◆ Task brief ◆
Exactly repeat the line that contains "Could you please pick out the weathered", then every line after it up to and including the final line.

◆ Stored rows ◆

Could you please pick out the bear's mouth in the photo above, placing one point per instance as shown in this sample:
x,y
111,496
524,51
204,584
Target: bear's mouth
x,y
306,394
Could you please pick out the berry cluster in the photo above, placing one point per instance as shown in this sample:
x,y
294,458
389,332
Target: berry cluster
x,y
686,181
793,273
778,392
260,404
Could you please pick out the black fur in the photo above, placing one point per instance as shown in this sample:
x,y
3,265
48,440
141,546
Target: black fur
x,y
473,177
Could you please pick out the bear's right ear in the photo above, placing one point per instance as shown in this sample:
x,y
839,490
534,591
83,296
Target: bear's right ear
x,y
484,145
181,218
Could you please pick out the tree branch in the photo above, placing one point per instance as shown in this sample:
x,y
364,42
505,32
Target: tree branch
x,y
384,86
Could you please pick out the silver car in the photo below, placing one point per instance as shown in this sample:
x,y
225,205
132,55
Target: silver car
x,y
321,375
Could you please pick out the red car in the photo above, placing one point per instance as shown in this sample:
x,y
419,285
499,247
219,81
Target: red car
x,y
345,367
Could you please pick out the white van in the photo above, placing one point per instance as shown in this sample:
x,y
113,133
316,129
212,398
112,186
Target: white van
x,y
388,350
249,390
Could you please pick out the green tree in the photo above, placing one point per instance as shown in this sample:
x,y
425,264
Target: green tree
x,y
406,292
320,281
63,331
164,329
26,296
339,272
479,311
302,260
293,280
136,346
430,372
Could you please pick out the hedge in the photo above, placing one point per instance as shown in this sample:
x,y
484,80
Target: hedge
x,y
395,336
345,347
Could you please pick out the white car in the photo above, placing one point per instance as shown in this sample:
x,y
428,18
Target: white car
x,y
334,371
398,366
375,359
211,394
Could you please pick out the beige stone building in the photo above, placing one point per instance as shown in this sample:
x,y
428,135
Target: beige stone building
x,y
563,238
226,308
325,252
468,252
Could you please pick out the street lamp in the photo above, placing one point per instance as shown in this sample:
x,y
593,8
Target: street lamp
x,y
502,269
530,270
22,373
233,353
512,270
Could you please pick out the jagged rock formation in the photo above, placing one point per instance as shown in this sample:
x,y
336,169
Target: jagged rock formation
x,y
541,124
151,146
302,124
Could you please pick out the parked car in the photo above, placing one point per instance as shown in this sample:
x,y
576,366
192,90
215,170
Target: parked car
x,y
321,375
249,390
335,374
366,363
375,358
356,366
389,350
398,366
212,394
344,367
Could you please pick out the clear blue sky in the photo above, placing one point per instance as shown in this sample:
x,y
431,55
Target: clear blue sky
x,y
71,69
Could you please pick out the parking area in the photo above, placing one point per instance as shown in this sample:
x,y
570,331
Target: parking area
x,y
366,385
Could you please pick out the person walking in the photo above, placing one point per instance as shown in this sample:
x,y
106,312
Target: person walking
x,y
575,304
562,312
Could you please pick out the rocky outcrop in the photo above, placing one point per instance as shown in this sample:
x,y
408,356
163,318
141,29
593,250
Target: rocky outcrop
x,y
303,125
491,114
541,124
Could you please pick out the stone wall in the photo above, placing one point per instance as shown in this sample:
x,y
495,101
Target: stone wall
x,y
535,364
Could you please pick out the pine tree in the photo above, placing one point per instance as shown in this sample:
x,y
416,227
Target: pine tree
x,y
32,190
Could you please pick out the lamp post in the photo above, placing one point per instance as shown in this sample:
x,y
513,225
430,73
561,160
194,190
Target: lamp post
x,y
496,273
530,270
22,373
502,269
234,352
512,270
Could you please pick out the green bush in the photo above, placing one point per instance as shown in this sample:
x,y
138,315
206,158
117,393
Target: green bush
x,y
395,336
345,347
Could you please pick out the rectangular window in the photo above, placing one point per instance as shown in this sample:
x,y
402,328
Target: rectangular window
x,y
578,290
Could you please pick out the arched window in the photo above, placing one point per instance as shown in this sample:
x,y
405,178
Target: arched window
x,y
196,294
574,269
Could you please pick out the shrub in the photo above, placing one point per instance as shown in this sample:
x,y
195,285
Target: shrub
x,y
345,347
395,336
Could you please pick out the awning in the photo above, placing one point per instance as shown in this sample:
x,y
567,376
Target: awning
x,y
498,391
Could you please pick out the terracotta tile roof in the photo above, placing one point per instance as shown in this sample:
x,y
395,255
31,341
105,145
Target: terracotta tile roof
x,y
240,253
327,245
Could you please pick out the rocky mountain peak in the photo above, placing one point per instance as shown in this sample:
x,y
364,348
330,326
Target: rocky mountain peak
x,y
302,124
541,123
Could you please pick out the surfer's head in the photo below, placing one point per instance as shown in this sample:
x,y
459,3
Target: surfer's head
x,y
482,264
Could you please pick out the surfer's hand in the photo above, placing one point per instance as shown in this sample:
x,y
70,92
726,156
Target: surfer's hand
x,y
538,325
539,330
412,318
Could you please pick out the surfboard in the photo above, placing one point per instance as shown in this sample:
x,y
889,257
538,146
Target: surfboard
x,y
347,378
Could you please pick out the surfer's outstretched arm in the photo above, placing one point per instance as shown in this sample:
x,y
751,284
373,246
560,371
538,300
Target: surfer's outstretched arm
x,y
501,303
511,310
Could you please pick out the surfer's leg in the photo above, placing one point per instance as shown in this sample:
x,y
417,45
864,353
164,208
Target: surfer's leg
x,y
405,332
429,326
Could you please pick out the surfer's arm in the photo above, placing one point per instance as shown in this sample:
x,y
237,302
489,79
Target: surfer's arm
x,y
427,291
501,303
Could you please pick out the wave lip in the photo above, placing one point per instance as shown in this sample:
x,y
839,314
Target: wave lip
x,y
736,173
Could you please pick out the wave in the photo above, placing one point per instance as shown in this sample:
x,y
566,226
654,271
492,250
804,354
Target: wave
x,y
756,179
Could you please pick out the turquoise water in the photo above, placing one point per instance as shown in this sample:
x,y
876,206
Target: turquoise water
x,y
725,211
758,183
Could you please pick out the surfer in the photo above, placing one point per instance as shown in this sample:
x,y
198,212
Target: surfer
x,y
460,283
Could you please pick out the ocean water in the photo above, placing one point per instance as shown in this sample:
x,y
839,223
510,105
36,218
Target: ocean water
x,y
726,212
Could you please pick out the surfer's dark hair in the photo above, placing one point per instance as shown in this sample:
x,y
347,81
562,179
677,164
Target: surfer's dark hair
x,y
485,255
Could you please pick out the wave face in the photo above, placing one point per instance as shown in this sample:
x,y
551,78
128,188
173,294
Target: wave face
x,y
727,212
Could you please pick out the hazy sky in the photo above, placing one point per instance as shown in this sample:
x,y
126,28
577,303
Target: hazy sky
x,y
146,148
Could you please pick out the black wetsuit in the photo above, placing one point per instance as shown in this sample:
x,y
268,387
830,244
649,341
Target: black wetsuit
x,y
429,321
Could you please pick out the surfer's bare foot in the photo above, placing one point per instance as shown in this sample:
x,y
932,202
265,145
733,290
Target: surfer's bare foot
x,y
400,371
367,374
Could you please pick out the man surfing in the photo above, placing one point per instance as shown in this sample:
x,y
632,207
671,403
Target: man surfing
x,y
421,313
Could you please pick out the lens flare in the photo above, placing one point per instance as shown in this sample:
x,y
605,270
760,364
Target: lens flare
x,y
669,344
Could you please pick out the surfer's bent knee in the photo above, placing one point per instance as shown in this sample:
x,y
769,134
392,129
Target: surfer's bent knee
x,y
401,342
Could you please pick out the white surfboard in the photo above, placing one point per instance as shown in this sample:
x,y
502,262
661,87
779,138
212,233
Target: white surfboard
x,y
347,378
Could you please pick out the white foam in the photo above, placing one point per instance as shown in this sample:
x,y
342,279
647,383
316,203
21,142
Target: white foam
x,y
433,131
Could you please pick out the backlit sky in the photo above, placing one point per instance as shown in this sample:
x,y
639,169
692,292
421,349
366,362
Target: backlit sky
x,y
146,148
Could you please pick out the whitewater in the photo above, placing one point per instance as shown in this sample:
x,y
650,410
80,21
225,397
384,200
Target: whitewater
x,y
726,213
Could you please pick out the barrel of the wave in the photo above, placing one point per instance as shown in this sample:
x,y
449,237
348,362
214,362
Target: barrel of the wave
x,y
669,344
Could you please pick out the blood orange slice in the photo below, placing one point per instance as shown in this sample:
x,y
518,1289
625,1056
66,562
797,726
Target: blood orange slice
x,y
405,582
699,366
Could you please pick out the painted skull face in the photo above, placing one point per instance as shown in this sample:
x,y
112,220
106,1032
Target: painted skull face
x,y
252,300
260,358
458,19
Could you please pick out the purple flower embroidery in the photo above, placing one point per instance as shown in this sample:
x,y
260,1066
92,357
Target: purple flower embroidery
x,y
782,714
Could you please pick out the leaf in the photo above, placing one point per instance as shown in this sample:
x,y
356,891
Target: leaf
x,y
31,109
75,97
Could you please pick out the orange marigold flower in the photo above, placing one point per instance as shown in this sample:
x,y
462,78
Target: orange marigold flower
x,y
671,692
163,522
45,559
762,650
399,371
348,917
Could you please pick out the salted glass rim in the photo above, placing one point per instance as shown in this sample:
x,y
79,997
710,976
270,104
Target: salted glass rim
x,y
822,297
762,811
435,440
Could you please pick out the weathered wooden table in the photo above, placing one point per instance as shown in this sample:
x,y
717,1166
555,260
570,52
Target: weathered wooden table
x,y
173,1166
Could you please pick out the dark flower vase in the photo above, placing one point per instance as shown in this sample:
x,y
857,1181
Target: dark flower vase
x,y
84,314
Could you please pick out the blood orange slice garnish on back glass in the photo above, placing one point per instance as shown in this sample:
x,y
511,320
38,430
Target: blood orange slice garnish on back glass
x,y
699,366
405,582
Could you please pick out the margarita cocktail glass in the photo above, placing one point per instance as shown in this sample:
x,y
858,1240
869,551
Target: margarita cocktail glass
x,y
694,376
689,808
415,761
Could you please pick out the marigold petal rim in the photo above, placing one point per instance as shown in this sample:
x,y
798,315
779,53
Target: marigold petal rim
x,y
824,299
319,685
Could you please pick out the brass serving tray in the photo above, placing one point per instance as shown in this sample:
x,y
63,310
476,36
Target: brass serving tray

◆ Written answer ◆
Could you please pick out the weathered wooden table in the photo above, placing one point per instance as shown in this sample:
x,y
717,1166
555,260
570,52
Target: weathered wooden table
x,y
173,1166
Could you please pick out the dark flower vase in the photo above, placing one point per instance as shown in this sample:
x,y
857,1181
Target: dark flower vase
x,y
84,314
Could you please pick out the blood orange slice garnish on back glass in the photo above, placing one point per instance as shown in this sample:
x,y
511,320
38,430
Target: blood orange slice garnish on back glass
x,y
699,366
405,582
Could you please pick out the margarita cocktail glass in the photo above, placing one point per instance as shown in this sample:
x,y
858,1240
869,551
Target: margarita cocktail glass
x,y
694,376
689,808
415,761
Could you please pick out the marigold petal rim in the photo above, placing one point per instance as shown in this sample:
x,y
798,315
779,53
Target: marigold petal rim
x,y
824,299
319,685
Could you please pick out the brass serving tray in the photo above, placing one point per instance as shown in this sample:
x,y
63,310
476,36
Target: brass serving tray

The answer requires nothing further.